[WHAT TO WORK ON]:
Go through the data and say how many lines include the string "reads"; return only the figure.

[SUPPLIED RECORDS]:
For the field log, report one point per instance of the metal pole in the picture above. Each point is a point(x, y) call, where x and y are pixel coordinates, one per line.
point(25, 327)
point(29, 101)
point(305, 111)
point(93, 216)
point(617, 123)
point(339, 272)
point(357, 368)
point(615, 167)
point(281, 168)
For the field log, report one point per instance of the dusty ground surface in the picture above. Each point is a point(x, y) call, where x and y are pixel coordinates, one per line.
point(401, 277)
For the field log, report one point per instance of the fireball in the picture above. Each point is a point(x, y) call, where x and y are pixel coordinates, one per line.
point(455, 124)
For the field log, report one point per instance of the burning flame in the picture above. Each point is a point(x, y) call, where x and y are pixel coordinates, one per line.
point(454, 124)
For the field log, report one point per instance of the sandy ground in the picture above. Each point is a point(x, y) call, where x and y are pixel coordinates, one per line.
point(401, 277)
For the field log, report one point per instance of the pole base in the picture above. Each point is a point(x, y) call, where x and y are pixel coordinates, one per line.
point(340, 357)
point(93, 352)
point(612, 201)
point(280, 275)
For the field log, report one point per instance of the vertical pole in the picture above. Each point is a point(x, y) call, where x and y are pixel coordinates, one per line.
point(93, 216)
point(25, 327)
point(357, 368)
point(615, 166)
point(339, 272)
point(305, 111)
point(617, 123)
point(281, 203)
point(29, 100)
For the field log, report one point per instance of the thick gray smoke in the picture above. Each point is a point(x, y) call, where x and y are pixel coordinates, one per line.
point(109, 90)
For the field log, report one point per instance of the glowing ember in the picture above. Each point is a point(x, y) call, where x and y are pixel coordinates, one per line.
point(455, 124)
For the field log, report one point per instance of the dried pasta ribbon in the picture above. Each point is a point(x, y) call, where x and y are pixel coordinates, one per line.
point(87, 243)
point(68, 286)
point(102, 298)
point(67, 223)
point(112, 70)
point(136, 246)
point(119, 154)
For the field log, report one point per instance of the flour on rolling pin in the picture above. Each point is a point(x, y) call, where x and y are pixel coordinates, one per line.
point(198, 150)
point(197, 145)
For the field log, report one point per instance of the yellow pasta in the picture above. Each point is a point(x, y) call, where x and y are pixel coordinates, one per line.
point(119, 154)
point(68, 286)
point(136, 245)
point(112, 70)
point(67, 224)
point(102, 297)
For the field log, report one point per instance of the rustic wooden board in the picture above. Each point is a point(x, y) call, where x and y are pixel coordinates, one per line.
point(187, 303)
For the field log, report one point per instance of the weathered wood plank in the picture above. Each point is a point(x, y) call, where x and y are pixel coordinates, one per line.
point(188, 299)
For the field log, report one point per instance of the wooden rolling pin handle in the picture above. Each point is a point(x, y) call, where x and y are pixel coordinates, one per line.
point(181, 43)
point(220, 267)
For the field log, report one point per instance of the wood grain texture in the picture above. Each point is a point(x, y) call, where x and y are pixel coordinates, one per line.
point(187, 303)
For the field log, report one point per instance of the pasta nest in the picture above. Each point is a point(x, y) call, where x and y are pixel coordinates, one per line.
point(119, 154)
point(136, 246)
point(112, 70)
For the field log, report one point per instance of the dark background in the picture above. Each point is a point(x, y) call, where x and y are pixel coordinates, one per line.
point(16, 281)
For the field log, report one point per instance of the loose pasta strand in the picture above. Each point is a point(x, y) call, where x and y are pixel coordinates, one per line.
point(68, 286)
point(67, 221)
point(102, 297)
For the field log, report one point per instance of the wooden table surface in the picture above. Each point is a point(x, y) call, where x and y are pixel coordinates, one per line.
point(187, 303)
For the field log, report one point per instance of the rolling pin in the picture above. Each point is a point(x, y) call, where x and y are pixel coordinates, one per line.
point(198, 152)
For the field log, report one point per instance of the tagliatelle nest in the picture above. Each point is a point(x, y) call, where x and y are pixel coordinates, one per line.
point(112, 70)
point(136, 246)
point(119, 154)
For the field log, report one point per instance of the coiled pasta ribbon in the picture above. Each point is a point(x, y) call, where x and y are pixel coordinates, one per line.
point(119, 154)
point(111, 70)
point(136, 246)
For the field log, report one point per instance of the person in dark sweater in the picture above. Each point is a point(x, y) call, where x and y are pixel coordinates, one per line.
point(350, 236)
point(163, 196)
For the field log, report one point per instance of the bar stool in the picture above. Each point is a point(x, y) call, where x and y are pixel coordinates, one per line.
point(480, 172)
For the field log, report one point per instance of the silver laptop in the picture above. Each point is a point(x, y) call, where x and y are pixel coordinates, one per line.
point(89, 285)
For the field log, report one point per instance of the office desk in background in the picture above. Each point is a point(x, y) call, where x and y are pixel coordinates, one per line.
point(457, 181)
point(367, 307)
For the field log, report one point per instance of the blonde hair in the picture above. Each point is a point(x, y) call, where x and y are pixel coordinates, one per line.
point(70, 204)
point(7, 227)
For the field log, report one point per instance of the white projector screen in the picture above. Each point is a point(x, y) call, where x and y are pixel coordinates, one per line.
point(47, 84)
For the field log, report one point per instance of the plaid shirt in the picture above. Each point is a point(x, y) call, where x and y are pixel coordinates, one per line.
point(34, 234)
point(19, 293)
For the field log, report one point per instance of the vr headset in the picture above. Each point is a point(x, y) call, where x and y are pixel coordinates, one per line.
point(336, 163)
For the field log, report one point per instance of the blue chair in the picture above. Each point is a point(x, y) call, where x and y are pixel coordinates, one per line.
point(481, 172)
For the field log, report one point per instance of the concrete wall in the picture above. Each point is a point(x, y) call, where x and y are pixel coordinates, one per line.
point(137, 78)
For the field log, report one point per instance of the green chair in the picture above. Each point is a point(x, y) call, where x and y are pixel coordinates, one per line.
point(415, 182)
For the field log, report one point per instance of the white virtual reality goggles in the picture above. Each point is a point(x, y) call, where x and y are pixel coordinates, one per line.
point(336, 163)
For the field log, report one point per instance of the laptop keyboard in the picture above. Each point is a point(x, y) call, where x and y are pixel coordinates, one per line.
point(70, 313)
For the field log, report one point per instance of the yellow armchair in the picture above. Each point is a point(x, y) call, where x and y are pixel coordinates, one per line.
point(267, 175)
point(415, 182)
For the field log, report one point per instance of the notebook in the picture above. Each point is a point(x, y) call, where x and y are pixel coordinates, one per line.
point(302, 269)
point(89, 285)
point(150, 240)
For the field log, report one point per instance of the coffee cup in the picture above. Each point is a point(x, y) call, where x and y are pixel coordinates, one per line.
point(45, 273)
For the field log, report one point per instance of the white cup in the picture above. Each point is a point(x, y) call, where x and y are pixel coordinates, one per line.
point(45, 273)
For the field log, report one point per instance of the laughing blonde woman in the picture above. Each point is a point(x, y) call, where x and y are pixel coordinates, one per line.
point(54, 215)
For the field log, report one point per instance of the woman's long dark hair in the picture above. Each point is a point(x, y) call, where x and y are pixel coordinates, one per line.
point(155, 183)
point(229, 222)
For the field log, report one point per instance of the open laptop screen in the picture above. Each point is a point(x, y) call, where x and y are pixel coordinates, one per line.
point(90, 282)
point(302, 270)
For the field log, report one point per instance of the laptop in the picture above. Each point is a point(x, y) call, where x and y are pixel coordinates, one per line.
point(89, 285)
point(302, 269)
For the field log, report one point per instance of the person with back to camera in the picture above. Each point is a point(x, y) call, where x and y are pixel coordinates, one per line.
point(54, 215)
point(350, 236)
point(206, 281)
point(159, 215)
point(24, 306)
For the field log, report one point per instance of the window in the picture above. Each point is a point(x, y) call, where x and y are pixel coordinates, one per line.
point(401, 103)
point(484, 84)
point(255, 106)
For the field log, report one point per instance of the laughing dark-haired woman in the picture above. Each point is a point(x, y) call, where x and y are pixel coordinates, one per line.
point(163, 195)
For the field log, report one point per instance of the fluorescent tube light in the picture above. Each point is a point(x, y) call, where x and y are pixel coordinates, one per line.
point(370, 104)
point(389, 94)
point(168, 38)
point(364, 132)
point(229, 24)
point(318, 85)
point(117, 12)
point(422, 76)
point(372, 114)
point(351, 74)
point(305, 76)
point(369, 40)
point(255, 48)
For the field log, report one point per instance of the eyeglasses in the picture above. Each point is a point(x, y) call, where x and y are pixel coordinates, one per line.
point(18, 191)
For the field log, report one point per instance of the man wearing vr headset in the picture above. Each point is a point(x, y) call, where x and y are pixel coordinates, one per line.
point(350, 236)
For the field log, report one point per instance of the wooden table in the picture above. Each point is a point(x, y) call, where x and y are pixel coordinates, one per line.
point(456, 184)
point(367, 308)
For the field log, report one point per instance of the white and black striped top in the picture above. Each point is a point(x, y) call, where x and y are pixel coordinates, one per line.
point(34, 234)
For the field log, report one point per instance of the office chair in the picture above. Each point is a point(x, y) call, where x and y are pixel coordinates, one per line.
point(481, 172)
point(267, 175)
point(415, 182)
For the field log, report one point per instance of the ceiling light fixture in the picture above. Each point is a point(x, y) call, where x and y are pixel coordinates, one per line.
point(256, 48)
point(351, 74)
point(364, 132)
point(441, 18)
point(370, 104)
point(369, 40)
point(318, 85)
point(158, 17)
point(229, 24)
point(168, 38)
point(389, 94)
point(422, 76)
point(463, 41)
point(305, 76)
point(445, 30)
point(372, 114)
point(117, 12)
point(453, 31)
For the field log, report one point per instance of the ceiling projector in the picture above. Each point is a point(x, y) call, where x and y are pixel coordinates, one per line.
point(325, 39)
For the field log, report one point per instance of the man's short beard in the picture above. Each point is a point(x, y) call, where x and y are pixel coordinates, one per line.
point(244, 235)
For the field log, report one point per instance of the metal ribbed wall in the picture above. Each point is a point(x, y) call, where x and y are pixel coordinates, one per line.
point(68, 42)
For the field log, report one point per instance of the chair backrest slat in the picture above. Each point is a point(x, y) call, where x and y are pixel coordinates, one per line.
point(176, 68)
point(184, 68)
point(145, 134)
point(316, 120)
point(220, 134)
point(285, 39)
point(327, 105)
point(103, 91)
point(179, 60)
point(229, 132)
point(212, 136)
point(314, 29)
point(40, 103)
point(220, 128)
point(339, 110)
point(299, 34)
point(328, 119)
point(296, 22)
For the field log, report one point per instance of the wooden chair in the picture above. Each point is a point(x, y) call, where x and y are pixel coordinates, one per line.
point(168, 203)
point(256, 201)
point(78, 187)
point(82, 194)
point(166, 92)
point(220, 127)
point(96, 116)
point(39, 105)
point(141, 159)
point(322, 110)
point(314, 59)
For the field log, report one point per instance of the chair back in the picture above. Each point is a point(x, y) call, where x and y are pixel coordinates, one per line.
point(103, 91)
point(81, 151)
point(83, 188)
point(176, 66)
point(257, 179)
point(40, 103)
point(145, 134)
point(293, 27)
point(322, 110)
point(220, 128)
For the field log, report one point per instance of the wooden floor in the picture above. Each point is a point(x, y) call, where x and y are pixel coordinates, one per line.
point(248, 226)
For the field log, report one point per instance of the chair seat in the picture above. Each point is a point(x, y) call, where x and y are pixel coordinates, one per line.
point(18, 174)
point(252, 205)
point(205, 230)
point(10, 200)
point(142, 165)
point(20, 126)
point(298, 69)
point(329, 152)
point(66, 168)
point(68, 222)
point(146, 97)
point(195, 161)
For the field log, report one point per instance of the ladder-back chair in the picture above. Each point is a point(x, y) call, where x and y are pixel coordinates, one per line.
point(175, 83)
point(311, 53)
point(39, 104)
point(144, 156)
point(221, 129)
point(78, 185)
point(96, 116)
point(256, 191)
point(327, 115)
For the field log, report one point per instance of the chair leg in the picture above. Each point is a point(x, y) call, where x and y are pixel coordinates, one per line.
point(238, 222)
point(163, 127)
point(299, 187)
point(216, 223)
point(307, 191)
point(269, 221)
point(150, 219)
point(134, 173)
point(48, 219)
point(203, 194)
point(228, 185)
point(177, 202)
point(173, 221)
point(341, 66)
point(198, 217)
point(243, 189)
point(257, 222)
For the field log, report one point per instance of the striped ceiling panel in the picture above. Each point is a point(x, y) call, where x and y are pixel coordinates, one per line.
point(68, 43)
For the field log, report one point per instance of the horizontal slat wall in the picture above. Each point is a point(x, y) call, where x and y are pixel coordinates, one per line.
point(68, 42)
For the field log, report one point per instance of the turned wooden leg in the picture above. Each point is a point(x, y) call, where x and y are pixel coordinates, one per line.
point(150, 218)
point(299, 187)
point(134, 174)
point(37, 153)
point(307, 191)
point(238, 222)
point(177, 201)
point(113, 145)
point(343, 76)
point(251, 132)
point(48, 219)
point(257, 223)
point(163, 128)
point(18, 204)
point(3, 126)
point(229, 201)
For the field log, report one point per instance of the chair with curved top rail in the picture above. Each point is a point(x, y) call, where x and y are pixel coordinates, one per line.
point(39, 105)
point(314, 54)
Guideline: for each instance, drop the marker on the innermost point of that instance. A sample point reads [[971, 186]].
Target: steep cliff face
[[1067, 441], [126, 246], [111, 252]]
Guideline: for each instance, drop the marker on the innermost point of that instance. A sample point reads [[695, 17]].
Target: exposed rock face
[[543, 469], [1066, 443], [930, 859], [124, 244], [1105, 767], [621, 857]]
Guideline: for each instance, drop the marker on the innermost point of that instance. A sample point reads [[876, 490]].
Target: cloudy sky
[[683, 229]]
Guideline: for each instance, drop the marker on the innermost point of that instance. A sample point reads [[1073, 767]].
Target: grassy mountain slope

[SOLVED PROBLEM]:
4